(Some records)
◆ ◆ ◆
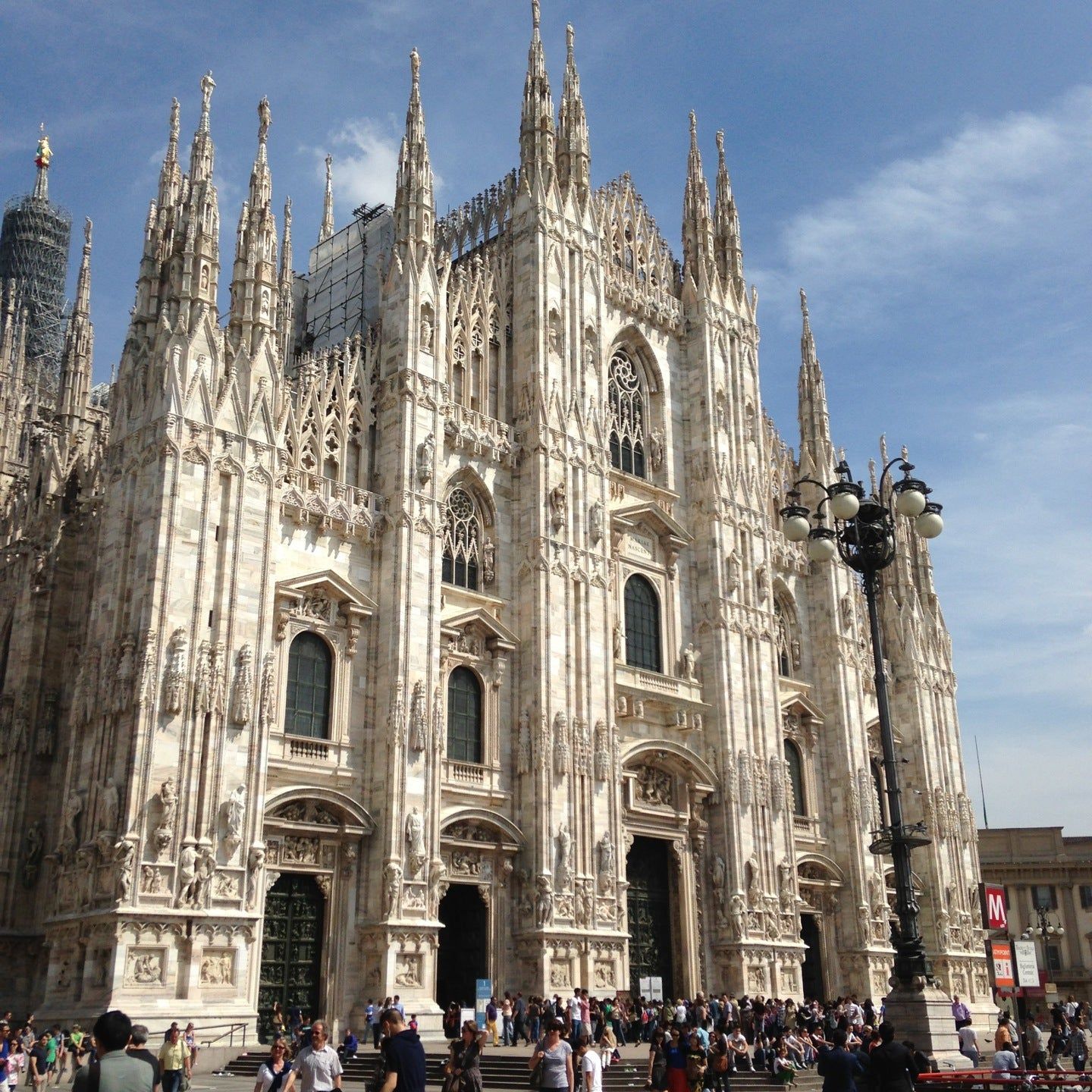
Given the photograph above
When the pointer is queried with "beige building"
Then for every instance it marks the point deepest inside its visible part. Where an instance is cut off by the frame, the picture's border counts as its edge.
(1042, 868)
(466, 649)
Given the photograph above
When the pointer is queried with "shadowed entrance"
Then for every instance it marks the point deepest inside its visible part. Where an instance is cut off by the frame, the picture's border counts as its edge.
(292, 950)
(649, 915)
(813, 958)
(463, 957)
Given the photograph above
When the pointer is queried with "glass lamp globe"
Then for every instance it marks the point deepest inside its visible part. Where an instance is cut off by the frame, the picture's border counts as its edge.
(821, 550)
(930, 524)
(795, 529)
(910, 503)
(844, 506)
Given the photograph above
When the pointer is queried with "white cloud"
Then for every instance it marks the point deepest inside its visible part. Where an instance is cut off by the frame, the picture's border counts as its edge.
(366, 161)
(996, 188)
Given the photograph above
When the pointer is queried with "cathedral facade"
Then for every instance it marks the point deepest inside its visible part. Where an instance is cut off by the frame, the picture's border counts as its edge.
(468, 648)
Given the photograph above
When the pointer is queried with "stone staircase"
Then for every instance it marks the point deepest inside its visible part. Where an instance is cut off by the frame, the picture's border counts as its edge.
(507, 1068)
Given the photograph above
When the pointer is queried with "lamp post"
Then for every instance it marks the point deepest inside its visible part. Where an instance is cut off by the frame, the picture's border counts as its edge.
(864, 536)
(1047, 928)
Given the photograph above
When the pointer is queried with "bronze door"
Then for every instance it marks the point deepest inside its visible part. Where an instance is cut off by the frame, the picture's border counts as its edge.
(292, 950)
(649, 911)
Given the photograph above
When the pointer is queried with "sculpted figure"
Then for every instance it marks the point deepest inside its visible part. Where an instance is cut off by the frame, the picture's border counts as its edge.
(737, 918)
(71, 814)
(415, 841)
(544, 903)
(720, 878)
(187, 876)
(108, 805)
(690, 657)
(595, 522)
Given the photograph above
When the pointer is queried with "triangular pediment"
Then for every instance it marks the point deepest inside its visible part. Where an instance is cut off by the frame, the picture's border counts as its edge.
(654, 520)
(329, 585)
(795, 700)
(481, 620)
◆ ◆ ◆
# GIVEN EXERCISE:
Repeat the lines above exactly, and keep every picture out.

# SOLVED PROBLEM:
Given the photograph above
When the pointer is queried with "beige building"
Then for every instance it marks the point deepest inside its visible part. Where an instance is cut off by the frame, the picture's border counts as its edge.
(1042, 868)
(466, 649)
Given the photograph above
When the pointer is queried with "shadowed entrance"
Then for every instance it marks the point deepest inside its visible part. Where an instance is cut off by the frame, the picture's border counts as its edge.
(292, 950)
(649, 915)
(813, 958)
(463, 957)
Given the photograph above
When the pointer is queried with "glass lamp globe"
Then for every instance it marks the point deepest inside its visible part. Where an instance is cut off by the frame, the picture's border counts as its edge.
(821, 550)
(930, 524)
(795, 529)
(910, 503)
(844, 506)
Given the photograph above
When the pointer is queried with "white cloud"
Then for every instance it marks the point deepest inside its visible part. Where an instance is cut off by the frame, the picture's border counts as its edge.
(366, 161)
(996, 188)
Given the photograph above
When the pointer is queried with "cathedral facade"
Then for every instance it marks the point deepest inside its visible part. Where an instance is cut off by the frame, the picture's border counts as its edge.
(468, 648)
Given the photograph above
When the pointer is queried with "stone staircase"
Then for every instance it marks the point deepest inside its visible part. Where an instance is cut off by the frame, the picture's border counts as its edge.
(507, 1068)
Given the photograph above
When the pointer is queried with "lamp post"
Then for every instance it marks the point deepest inside its visible part. Where an instance is cut off by the frame, the picture's border counts as its edge.
(864, 536)
(1047, 928)
Given the photograph above
When the pointer is queried with "bronze door"
Then for every instance it marks the point deepest inside its visible part. Where an instance is cut off by the frame, the picture's border counts as its edge.
(292, 950)
(649, 911)
Given the photograph above
When the pointer is queried with "sculpted figure"
Then for every instance it marks the point deepest inside its visible part. Where an instance is cut off by the frame, the picture's border counts as its edge.
(737, 918)
(71, 814)
(415, 841)
(544, 903)
(720, 878)
(187, 876)
(108, 805)
(690, 657)
(595, 522)
Given the photograph above
When the pointer is queried with "triangular pediment"
Then for every instance it marks the point deepest inside its visible part. Where an instance is cut off by the frame, the picture's border counts as its edge.
(654, 520)
(329, 585)
(795, 700)
(481, 620)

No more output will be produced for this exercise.